**EXERCISE PROMPT**.
Could you return each line from the one bearing "Phrase: futcat logo" through the last line of the entries, exactly as it stands, with no pictures?

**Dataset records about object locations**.
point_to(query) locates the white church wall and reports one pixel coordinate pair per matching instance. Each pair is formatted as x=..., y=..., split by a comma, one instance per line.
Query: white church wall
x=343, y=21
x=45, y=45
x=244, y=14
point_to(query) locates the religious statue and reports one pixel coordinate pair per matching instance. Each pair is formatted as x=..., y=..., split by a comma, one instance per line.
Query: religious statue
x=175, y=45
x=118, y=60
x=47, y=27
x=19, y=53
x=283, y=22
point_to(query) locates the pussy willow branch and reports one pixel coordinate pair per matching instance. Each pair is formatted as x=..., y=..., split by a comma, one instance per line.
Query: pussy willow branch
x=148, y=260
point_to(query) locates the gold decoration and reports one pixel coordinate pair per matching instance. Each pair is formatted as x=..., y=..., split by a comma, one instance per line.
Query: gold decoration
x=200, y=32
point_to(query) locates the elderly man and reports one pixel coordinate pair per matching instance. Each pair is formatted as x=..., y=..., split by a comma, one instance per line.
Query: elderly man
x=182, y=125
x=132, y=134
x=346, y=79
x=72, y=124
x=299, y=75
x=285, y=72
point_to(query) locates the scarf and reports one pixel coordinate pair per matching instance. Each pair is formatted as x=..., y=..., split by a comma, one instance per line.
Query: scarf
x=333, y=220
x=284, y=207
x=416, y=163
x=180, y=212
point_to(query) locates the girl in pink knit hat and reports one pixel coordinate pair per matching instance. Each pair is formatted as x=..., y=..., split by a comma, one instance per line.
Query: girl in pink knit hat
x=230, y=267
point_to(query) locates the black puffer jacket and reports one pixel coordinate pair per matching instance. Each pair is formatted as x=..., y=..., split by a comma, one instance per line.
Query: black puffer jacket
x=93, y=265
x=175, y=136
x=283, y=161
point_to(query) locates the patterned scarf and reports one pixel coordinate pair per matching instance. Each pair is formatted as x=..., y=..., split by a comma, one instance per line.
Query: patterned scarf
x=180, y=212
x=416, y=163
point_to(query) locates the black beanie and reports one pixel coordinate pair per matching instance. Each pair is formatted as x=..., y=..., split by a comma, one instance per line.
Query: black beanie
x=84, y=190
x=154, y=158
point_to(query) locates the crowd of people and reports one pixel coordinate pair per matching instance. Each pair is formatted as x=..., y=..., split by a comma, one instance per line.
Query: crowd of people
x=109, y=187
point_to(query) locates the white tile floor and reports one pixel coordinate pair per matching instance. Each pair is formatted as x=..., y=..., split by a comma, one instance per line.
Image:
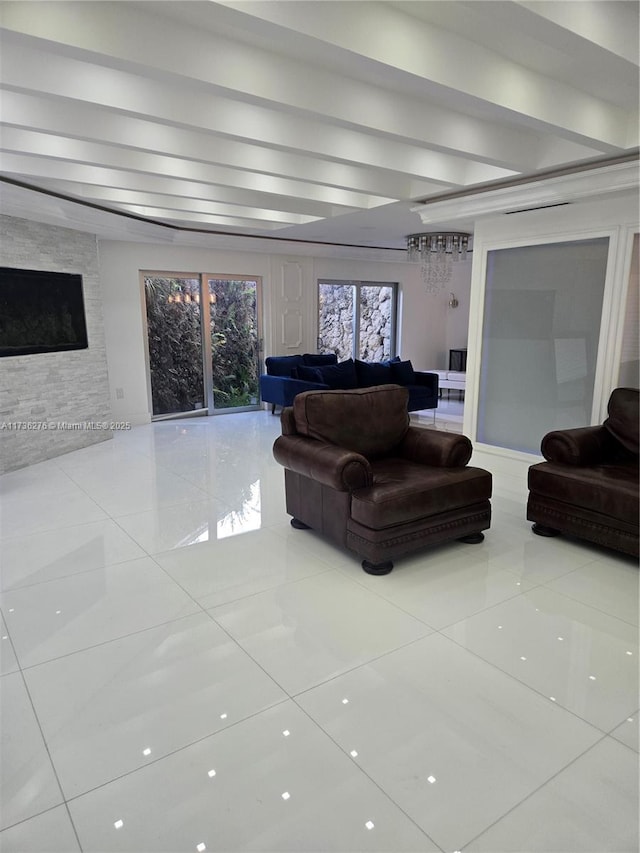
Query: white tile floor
x=183, y=671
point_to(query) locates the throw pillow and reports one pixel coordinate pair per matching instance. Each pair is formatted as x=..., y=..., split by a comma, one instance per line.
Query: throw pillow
x=402, y=372
x=309, y=374
x=373, y=373
x=341, y=376
x=312, y=359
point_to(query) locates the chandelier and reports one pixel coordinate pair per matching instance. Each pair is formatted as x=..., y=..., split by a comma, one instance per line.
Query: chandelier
x=436, y=251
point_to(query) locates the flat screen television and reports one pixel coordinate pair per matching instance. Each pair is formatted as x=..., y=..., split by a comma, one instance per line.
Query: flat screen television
x=41, y=312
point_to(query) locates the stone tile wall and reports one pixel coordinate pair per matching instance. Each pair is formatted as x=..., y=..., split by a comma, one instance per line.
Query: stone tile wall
x=65, y=388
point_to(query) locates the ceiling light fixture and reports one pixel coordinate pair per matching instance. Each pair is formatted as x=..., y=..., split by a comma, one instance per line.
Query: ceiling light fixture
x=435, y=251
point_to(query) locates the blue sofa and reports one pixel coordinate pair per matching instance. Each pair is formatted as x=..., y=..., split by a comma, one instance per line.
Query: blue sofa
x=289, y=375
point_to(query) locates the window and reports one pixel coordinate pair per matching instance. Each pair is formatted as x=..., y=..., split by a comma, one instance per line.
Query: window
x=357, y=319
x=203, y=341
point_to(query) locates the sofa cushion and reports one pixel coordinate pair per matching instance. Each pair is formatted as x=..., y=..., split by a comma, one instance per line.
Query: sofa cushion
x=624, y=417
x=373, y=373
x=370, y=421
x=309, y=374
x=402, y=372
x=342, y=375
x=282, y=365
x=312, y=359
x=405, y=491
x=609, y=490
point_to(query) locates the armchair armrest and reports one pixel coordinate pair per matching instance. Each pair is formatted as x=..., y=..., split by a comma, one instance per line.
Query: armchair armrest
x=430, y=380
x=440, y=449
x=329, y=464
x=579, y=446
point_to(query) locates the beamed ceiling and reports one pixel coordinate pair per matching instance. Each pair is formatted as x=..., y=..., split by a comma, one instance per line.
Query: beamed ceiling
x=321, y=121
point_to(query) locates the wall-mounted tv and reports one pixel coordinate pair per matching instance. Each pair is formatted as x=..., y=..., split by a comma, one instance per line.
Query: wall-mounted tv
x=41, y=312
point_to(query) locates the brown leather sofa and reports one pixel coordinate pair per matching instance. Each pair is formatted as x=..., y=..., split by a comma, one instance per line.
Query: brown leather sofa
x=588, y=487
x=358, y=473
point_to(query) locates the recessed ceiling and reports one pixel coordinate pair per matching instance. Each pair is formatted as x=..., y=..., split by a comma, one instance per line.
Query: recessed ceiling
x=307, y=120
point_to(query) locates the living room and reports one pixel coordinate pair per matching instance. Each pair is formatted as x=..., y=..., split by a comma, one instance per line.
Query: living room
x=183, y=669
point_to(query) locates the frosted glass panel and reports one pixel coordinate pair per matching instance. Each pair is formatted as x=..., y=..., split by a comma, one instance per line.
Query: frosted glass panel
x=543, y=307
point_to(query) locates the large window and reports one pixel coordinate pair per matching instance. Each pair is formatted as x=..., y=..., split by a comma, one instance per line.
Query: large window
x=203, y=340
x=357, y=319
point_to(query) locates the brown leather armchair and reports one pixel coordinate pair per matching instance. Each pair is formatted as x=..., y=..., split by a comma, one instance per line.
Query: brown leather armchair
x=358, y=473
x=588, y=487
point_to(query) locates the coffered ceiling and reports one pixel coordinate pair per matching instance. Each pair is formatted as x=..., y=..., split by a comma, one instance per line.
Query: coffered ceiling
x=310, y=120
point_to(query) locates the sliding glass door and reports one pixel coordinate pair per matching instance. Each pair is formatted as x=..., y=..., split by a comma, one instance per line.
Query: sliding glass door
x=203, y=337
x=357, y=319
x=235, y=341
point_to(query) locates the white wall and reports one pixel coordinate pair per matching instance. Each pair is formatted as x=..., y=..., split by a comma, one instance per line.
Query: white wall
x=289, y=307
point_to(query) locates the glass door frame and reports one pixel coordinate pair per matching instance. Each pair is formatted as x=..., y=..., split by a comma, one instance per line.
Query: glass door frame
x=209, y=407
x=207, y=349
x=358, y=284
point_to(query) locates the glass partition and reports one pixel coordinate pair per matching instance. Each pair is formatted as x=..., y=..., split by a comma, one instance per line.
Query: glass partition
x=543, y=308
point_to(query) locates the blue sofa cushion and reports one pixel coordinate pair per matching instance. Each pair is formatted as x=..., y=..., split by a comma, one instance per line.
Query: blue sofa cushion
x=341, y=376
x=311, y=359
x=402, y=372
x=373, y=373
x=309, y=374
x=282, y=365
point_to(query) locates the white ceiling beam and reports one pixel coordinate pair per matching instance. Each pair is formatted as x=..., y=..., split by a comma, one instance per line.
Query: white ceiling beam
x=173, y=215
x=62, y=77
x=59, y=176
x=81, y=120
x=613, y=26
x=387, y=36
x=72, y=151
x=106, y=196
x=109, y=33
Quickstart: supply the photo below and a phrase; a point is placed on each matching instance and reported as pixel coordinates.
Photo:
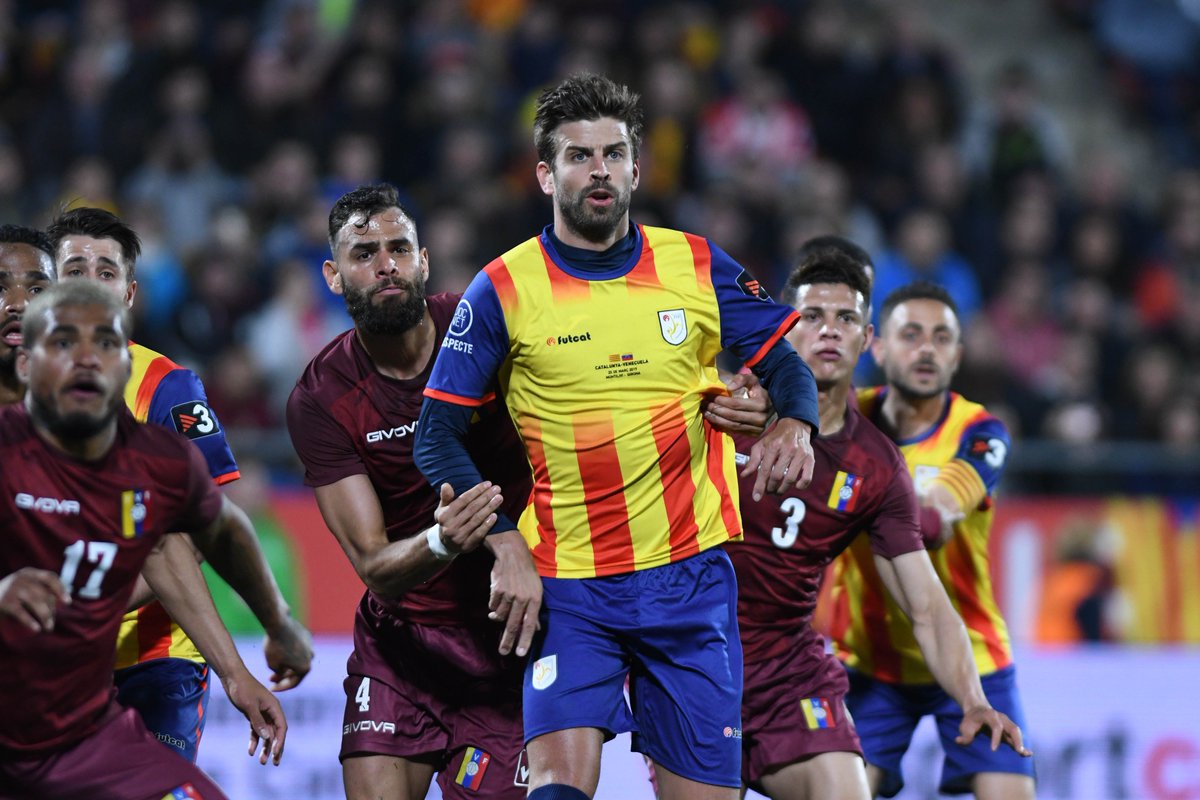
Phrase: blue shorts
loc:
(887, 714)
(673, 631)
(172, 696)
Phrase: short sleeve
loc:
(750, 320)
(474, 348)
(181, 404)
(323, 445)
(984, 447)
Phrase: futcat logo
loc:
(570, 338)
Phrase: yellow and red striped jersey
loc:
(966, 451)
(162, 392)
(604, 376)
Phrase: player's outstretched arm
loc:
(745, 409)
(352, 511)
(232, 547)
(177, 581)
(946, 645)
(516, 591)
(31, 596)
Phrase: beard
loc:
(76, 425)
(592, 223)
(394, 314)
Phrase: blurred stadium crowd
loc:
(225, 130)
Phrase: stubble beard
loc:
(391, 317)
(595, 224)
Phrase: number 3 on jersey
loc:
(795, 510)
(99, 553)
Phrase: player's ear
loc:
(546, 178)
(333, 277)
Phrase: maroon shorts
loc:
(120, 761)
(439, 695)
(793, 708)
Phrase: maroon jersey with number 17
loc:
(859, 483)
(93, 523)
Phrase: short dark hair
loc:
(71, 293)
(31, 236)
(917, 290)
(97, 223)
(367, 200)
(586, 96)
(838, 260)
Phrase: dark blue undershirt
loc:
(441, 446)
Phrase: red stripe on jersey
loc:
(675, 468)
(543, 492)
(786, 325)
(563, 287)
(965, 581)
(154, 374)
(645, 275)
(154, 632)
(885, 659)
(457, 400)
(717, 444)
(502, 281)
(604, 495)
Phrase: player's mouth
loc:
(11, 334)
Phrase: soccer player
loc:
(797, 740)
(89, 498)
(427, 690)
(601, 336)
(955, 452)
(27, 269)
(159, 668)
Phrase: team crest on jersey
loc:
(195, 420)
(673, 324)
(545, 672)
(750, 286)
(135, 512)
(474, 764)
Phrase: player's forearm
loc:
(234, 552)
(175, 579)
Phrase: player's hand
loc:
(940, 499)
(264, 714)
(1001, 729)
(31, 596)
(466, 519)
(516, 591)
(745, 409)
(781, 459)
(288, 653)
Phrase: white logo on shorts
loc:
(545, 671)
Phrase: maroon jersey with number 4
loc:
(93, 523)
(347, 419)
(859, 482)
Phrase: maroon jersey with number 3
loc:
(93, 523)
(859, 482)
(347, 419)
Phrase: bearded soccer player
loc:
(797, 739)
(27, 269)
(427, 690)
(160, 671)
(955, 452)
(89, 498)
(603, 336)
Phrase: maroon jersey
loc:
(94, 523)
(347, 419)
(859, 482)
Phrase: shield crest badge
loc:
(673, 324)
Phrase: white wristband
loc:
(433, 539)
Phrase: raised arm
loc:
(946, 645)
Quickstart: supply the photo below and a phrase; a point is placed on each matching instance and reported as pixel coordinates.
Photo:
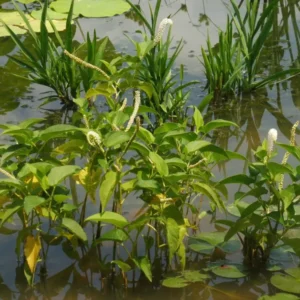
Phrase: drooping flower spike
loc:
(272, 138)
(161, 29)
(93, 138)
(137, 102)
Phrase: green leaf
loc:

**REPLY TO THE TASK**.
Phrase: futcat logo
loc:
(570, 338)
Phrase: yellow and red striped jersey
loc:
(966, 451)
(162, 392)
(604, 376)
Phrase: player's outstretched arm
loc:
(745, 409)
(352, 511)
(232, 547)
(177, 581)
(946, 645)
(516, 591)
(31, 596)
Phrase: beard
loc:
(76, 425)
(592, 223)
(394, 314)
Phrase: blurred stadium crowd
loc:
(225, 130)
Phrase: stubble beard
loc:
(391, 317)
(595, 224)
Phrase: number 3 on jersey
loc:
(795, 510)
(99, 553)
Phrase: player's ear
loc:
(546, 178)
(333, 277)
Phrase: maroon shorts
loc:
(120, 761)
(439, 695)
(793, 708)
Phrase: maroon jersey with number 17
loc:
(859, 483)
(93, 523)
Phrase: short dark hair
loc:
(71, 293)
(31, 236)
(917, 290)
(97, 223)
(367, 200)
(586, 96)
(838, 260)
Phrase: dark blue undershirt
loc:
(441, 446)
Phrase: red stripe on jersey
loc:
(675, 468)
(543, 492)
(786, 325)
(563, 287)
(965, 581)
(154, 374)
(645, 275)
(154, 632)
(885, 659)
(457, 400)
(717, 444)
(502, 281)
(604, 495)
Phrase: player's mouth
loc:
(11, 334)
Phrase: soccer player
loc:
(797, 740)
(89, 498)
(427, 690)
(601, 336)
(955, 452)
(27, 269)
(159, 668)
Phrase: team crest on jersey
loc:
(195, 420)
(673, 324)
(545, 672)
(750, 286)
(135, 512)
(474, 764)
Phrase: player's forearm
loc:
(234, 552)
(175, 579)
Phrase: player's hand
loc:
(940, 499)
(264, 714)
(1001, 729)
(31, 596)
(466, 519)
(516, 591)
(745, 409)
(781, 459)
(288, 653)
Phrase: white logo on shorts
loc:
(545, 671)
Phrase: maroon jersey with number 4
loc:
(93, 523)
(347, 419)
(859, 482)
Phrase: maroon jersey with number 3
loc:
(93, 523)
(859, 482)
(347, 419)
Phrase: bearded soccer player
loc:
(797, 739)
(27, 269)
(427, 690)
(160, 671)
(955, 452)
(89, 498)
(603, 336)
Phrase: maroon jersey
loc:
(94, 523)
(347, 419)
(859, 482)
Phrase: shield crest badge
loc:
(673, 324)
Phrase: white wristband
loc:
(433, 539)
Phrase: raised arm
loc:
(946, 645)
Quickstart: supply the photo below and a phrase; a point is placed on each matching instance and reported as pixel coordinates.
Photo:
Phrase: drooping flower spike
loc:
(272, 138)
(161, 29)
(93, 138)
(137, 102)
Phrase: green leaf
loc:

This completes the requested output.